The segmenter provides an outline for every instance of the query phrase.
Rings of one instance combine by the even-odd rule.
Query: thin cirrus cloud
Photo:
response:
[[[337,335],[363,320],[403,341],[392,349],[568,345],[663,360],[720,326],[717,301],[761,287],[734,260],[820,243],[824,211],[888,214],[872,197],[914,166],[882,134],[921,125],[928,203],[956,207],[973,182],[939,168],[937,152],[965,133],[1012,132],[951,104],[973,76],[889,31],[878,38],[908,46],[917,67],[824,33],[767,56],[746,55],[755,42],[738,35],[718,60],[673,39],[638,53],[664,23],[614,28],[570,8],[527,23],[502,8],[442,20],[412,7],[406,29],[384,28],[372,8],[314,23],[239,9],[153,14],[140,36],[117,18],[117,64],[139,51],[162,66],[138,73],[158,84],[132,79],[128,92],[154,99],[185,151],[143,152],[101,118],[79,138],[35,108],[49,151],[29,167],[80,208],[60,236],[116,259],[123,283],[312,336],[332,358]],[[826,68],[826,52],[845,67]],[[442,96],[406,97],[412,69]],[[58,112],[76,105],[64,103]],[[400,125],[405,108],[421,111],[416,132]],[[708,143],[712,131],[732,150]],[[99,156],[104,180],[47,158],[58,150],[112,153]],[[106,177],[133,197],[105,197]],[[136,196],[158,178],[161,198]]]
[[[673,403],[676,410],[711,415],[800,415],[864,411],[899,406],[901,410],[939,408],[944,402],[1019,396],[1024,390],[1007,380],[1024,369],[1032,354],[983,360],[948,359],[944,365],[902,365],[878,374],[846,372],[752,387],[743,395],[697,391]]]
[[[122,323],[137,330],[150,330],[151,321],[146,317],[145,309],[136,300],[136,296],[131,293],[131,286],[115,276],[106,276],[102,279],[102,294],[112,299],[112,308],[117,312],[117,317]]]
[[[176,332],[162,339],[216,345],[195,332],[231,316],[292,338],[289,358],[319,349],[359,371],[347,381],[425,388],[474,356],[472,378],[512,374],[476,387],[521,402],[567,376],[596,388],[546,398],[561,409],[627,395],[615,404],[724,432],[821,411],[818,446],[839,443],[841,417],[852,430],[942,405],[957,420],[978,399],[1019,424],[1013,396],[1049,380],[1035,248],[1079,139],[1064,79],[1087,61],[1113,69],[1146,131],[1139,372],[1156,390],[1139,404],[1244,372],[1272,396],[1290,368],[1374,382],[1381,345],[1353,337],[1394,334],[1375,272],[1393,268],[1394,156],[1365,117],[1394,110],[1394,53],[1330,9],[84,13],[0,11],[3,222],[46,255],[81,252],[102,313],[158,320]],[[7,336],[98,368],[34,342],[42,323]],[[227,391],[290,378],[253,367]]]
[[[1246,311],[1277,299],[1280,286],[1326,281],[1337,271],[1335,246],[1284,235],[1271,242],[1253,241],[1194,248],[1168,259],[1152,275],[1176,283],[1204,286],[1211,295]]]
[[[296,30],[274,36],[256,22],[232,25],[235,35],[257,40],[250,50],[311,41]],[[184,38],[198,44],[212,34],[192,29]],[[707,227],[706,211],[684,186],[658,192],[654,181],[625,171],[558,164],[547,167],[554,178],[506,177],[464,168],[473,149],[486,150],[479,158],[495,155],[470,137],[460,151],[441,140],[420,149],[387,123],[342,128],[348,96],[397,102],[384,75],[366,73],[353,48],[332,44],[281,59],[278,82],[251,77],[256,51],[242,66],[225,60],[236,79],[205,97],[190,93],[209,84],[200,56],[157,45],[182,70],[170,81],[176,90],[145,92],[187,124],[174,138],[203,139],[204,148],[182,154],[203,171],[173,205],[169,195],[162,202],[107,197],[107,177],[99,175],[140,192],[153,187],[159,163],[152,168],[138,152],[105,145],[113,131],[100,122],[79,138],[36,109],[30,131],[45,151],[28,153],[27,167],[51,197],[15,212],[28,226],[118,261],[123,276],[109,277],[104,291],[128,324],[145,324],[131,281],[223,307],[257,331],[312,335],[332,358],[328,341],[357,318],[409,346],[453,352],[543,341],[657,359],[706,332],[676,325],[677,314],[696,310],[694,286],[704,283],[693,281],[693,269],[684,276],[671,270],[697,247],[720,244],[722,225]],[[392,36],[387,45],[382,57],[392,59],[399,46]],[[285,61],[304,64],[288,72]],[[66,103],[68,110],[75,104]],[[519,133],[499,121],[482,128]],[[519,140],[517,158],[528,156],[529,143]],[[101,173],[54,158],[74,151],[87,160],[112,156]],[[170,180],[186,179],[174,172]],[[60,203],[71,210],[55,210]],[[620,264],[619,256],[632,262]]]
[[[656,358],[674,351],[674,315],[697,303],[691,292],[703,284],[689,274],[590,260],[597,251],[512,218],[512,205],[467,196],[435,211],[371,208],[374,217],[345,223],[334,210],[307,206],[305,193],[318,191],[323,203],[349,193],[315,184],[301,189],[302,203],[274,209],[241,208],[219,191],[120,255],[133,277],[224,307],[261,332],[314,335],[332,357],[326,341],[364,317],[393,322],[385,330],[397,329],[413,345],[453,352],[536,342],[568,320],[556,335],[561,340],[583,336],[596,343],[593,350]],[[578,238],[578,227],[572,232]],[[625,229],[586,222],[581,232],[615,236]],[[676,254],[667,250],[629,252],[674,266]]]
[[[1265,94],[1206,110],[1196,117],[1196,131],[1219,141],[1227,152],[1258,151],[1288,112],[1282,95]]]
┄┄┄┄┄┄
-- What you will do --
Find the word "instance" in the listing above. Copy each line where it appears.

-- Your response --
The segmenter provides an outline for every instance of the query phrase.
Rings of one instance combine by the even-odd rule.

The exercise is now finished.